Task
Continue the article on the former Michigan highway M-146 from the point where it stops.

- M-146 highlighted in red on a modern map

Route information
- Maintained by MDOT
- Length: 0.910 mi (1,465 m)
- Existed: 1933–1966

Major junctions
- South end: M-21 in Port Huron
- North end: I-94 / US 25 in Port Huron Township

Location
- Country: United States
- State: Michigan
- Counties: St. Clair

Highway system
- Michigan State Trunkline Highway System; Interstate; US; State; Byways;
| ← M-144 |  | → M-147 |

= M-146 (Michigan highway) =

Former state highway in St. Clair County, Michigan, United States

M-146 was a state trunkline highway in the US state of Michigan that initially served as a bypass for traffic going around Port Huron and as a short cut for traffic between U.S. Highway 25 (US 25) and M-21. Later it connected to the Blue Water Bridge before it was truncated to its final form. Segments of M-146 still exist today as state highways as part of Interstate 94 (I-94) and I-69 and the Lapeer Connector.

==Route description==
As the highway last existed, its southern end was at an intersection with M-21 (Lapeer Road) in a residential area of Port Huron west of the Black River. Following what is today named the Lapeer Connector, M-146 ran northward for about 0.9 mi to an interchange with I-94/US 25 where it terminated.

Dataset excerpts

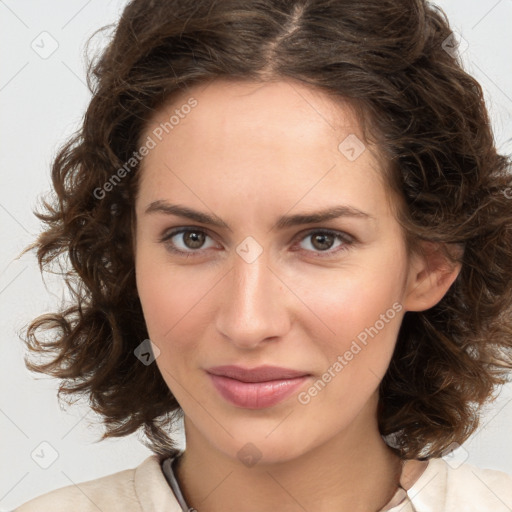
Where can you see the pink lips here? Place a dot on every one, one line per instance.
(256, 388)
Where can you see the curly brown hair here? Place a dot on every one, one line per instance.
(389, 59)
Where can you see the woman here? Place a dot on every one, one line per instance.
(287, 223)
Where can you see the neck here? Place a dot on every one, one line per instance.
(354, 471)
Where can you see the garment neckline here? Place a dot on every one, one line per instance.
(413, 472)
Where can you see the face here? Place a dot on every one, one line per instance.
(263, 284)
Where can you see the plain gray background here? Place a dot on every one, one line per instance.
(42, 99)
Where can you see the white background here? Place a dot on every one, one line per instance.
(41, 104)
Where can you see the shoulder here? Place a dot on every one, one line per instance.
(127, 491)
(455, 487)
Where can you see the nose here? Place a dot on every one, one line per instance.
(252, 305)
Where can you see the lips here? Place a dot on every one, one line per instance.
(259, 374)
(256, 388)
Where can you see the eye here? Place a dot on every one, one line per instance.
(323, 241)
(191, 241)
(186, 240)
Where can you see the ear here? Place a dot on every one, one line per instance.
(430, 275)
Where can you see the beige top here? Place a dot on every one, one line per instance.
(439, 488)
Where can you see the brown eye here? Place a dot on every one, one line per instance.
(326, 241)
(322, 241)
(193, 239)
(186, 241)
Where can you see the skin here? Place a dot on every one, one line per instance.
(250, 153)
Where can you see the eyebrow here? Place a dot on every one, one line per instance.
(285, 221)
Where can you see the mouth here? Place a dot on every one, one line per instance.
(256, 388)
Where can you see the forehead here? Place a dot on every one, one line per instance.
(248, 136)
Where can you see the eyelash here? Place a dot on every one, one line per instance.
(347, 240)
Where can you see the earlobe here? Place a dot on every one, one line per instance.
(430, 276)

Expected output
==History==
When the route debuted in 1933 it served as a connector between US 25 in southwest Port Huron and M-21 along the west side of town. In 1954 a new approach was built from M-21 to the foot of the Blue Water Bridge, and M-146 was extended northward and easterly, designated along this new route. By 1958, this newer segment was converted to freeway specifications, and in 1964, with the completion of the I-94/US 25 freeway, M-146 was removed from that portion of the route. By the next year, the M-146 designation only remained along the stretch of freeway which now serves as the exit 274 interchange on I-94, and was removed from 24th Street through town. The alignment of the freeway stretch of M-146 was shifted slightly as well, allowing for a smoother transition between it and westbound I-94. In addition, the diamond interchange with Water Street along the Blue Water Bridge approach was reconstructed and appropriated into the alignment of I-94. In 1966, with the completion of a new freeway alignment for M-21 between Wadhams and downtown Port Huron, the M-146 designation was removed from the state trunkline system, and has not been used since. The connector between Lapeer Street and present-day I-94 is now known as the Lapeer Connector and Connector 69.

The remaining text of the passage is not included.